**DIRECTIONS FOR THIS TASK**
Copy the whole text about filing a workers' compensation claim for an injured employee word for word.

Make sure your employee gets the proper medical treatment if they’re injured on the job. If you need to, call the ambulance or take them to the emergency room. If their recovery requires time off from work, approve their request.

Before filing a claim, you'll need to gather a lot of information. The actual information you’ll need can vary from state to state. Some general information an employer and employee may need to include when filing a claim includes:

· Company information (account number and location, policy number)

· Injured employee information (name, date of birth, address, phone number, Social Security number, age, gender, etc.)

· Details of the incident (date of incident, type of injury, exact body part injured, the cause of injury, estimated number of days the employee will lose, anticipated return date, any witnesses, etc.)

Once the necessary information is collected, you should file the claim with your insurance company as soon as possible. This process can differ depending on the state your business operates in. States may impose a window of time business owners have to report the matter to their workers’ compensation insurance carrier. New York, for example, requires reports to be filed within 30 days.

**RECORD EXTRACTS**
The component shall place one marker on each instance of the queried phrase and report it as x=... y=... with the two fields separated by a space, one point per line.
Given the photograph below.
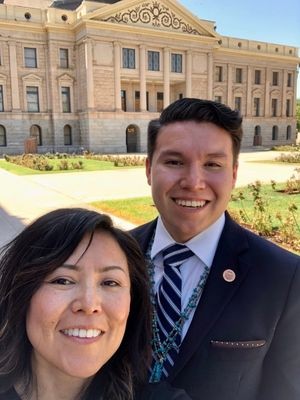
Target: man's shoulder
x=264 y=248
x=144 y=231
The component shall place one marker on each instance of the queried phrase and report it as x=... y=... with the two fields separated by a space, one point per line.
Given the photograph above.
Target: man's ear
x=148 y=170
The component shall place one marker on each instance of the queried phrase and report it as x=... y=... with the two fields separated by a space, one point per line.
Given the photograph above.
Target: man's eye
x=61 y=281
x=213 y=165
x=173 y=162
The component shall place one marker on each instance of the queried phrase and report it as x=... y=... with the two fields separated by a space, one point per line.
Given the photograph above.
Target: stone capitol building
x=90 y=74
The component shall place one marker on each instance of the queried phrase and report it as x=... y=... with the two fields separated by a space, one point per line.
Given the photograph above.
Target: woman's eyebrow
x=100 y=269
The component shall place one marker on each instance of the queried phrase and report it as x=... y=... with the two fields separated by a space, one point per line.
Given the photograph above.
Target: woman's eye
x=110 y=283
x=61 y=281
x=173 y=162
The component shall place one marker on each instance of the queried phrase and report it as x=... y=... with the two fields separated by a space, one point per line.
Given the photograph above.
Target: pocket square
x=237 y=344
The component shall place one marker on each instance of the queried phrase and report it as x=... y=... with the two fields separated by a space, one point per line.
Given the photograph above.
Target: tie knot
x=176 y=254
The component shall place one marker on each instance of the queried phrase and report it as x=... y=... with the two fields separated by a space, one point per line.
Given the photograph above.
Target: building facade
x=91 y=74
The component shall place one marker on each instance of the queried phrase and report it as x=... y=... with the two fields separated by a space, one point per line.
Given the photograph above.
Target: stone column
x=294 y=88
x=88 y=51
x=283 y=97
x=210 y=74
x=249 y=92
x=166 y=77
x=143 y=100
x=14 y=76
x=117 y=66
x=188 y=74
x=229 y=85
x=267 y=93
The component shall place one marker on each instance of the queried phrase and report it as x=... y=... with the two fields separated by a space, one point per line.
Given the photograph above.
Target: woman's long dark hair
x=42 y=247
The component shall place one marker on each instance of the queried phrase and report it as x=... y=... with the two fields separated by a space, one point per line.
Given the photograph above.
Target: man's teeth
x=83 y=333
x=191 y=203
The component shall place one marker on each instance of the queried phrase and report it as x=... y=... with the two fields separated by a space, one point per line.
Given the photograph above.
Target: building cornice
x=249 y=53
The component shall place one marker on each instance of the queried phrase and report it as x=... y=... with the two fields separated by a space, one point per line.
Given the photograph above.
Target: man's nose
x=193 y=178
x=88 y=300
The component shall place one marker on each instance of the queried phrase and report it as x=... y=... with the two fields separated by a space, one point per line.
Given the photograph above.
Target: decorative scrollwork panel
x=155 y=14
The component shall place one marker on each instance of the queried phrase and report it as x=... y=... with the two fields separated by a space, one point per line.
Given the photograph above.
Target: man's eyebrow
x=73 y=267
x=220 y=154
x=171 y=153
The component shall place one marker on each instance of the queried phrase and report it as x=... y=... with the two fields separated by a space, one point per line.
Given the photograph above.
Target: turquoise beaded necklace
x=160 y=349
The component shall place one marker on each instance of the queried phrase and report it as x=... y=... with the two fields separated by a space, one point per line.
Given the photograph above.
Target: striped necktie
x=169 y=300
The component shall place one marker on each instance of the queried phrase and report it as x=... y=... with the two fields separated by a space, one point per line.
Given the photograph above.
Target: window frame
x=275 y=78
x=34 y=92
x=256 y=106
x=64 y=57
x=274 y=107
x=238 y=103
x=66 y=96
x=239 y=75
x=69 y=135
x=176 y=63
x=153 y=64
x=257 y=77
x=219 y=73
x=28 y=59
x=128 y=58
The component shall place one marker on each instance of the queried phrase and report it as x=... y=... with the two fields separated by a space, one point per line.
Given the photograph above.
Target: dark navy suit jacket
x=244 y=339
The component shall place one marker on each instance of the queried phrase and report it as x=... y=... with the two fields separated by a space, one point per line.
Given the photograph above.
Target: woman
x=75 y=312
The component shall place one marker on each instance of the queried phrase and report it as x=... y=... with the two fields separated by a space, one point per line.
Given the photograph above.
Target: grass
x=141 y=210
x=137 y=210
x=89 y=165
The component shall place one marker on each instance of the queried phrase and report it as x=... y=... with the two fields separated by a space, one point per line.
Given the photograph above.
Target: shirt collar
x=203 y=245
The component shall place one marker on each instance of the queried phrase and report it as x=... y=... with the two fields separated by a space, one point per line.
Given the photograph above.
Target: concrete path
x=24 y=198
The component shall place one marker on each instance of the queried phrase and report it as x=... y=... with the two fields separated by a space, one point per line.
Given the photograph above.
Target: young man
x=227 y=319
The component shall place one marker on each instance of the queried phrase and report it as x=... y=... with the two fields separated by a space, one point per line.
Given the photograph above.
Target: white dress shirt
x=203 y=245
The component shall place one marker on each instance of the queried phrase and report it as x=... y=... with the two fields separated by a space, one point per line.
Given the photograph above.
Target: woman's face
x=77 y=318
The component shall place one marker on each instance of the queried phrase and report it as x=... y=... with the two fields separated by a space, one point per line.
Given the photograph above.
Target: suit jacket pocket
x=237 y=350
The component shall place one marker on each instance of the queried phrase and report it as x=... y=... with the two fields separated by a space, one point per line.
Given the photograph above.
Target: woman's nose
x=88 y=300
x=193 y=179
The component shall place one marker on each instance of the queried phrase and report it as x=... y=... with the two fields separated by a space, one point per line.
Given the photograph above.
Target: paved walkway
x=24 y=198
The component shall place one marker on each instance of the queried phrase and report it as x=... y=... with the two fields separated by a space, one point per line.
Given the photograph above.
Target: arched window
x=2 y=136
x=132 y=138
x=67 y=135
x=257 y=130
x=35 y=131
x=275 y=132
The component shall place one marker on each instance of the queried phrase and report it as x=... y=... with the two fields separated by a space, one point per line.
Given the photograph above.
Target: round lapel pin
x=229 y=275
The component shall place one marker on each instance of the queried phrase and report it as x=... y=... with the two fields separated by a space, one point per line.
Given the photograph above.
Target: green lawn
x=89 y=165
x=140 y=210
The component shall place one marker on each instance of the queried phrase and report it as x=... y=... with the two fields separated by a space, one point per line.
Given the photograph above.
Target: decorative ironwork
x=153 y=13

* * *

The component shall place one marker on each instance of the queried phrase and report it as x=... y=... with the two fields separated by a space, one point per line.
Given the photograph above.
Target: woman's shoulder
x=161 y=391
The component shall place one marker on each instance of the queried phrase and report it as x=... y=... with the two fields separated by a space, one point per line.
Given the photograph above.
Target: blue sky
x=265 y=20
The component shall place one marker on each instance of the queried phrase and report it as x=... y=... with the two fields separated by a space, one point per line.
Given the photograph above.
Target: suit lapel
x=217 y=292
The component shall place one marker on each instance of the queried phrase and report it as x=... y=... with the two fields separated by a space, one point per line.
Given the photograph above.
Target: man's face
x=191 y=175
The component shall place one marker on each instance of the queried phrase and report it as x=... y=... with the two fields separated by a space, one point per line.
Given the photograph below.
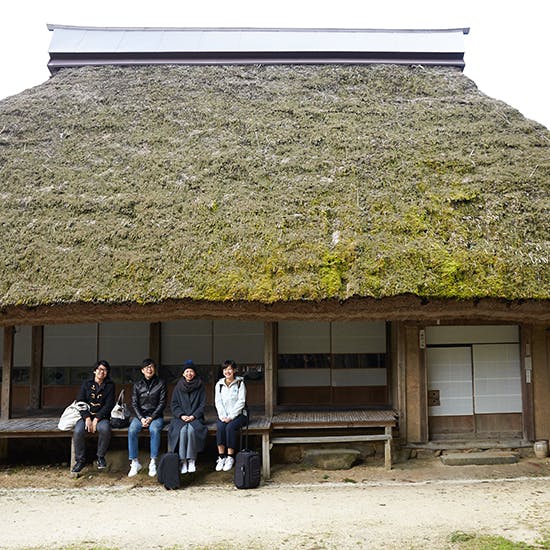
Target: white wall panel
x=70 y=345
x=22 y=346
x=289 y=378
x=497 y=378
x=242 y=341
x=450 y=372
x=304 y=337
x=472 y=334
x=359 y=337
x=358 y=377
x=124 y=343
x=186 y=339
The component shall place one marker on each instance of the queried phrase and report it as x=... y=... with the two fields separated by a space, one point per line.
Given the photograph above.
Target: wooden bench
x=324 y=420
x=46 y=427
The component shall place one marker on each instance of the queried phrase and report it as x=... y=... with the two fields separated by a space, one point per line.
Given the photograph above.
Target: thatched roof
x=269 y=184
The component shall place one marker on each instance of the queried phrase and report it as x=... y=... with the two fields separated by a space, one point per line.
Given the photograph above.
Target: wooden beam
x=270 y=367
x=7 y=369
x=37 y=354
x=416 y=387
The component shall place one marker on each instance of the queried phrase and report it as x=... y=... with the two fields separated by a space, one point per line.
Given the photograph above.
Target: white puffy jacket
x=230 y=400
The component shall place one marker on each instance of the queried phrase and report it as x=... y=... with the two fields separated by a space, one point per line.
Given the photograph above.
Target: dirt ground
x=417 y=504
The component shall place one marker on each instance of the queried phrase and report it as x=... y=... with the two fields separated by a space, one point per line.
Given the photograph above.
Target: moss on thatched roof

==

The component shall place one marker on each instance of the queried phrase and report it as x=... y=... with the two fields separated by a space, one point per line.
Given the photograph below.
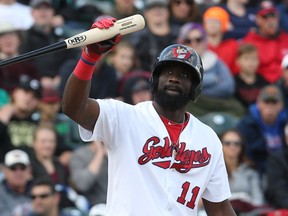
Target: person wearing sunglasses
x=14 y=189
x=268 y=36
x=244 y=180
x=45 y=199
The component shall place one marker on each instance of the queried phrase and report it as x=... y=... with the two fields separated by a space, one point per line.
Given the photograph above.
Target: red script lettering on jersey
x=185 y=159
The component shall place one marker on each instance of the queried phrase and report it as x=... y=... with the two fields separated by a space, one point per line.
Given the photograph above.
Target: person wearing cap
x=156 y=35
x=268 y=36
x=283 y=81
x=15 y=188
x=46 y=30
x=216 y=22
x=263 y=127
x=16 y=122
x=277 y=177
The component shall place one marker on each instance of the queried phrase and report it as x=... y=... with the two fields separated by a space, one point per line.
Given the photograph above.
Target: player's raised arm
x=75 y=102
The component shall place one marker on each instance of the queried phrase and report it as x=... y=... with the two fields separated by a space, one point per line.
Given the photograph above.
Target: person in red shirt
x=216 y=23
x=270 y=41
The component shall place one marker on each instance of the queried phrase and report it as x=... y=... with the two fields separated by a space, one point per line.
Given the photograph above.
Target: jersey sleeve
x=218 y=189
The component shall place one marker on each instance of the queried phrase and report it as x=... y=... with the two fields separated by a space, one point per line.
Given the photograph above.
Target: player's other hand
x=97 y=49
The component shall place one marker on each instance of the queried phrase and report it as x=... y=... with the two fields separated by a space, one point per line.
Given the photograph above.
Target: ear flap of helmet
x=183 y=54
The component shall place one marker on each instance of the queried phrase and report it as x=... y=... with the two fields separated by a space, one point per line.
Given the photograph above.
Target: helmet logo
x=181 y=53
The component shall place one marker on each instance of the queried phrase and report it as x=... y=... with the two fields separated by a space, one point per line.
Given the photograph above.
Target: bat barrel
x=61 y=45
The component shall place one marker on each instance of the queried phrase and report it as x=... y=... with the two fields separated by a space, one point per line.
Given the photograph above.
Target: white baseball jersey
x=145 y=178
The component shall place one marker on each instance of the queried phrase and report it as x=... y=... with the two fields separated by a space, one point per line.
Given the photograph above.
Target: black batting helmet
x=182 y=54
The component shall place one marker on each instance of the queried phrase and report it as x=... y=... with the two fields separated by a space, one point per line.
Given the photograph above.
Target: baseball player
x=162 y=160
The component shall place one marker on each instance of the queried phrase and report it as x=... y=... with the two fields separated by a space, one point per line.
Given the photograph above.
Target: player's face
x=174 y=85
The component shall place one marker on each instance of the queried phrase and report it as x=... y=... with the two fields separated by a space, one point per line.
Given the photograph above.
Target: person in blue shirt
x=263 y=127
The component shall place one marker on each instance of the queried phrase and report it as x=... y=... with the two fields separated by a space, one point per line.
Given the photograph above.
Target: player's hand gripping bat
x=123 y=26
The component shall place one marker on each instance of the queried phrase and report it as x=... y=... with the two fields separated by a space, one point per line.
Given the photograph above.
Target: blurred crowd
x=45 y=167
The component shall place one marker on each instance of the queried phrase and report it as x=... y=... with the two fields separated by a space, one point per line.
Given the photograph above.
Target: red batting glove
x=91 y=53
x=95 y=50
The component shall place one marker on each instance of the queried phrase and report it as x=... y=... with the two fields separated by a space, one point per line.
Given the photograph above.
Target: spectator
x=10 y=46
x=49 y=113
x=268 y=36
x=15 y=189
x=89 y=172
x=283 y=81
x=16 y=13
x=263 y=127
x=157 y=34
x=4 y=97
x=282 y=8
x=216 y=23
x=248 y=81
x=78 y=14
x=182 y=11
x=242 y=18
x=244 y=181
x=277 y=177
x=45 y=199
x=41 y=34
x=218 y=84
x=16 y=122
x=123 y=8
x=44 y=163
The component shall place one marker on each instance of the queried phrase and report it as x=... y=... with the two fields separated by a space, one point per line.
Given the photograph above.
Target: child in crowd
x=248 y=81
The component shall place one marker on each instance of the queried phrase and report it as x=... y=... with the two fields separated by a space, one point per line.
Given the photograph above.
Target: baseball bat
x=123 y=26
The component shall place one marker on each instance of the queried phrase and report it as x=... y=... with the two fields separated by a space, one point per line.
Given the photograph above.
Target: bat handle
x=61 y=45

**EXERCISE RESPONSE**
Make sure your employee gets the proper medical treatment if they’re injured on the job. If you need to, call the ambulance or take them to the emergency room. If their recovery requires time off from work, approve their request.

Before filing a claim, you'll need to gather a lot of information. The actual information you’ll need can vary from state to state. Some general information an employer and employee may need to include when filing a claim includes:

· Company information (account number and location, policy number)

· Injured employee information (name, date of birth, address, phone number, Social Security number, age, gender, etc.)

· Details of the incident (date of incident, type of injury, exact body part injured, the cause of injury, estimated number of days the employee will lose, anticipated return date, any witnesses, etc.)

Once the necessary information is collected, you should file the claim with your insurance company as soon as possible. This process can differ depending on the state your business operates in. States may impose a window of time business owners have to report the matter to their workers’ compensation insurance carrier. New York, for example, requires reports to be filed within 30 days.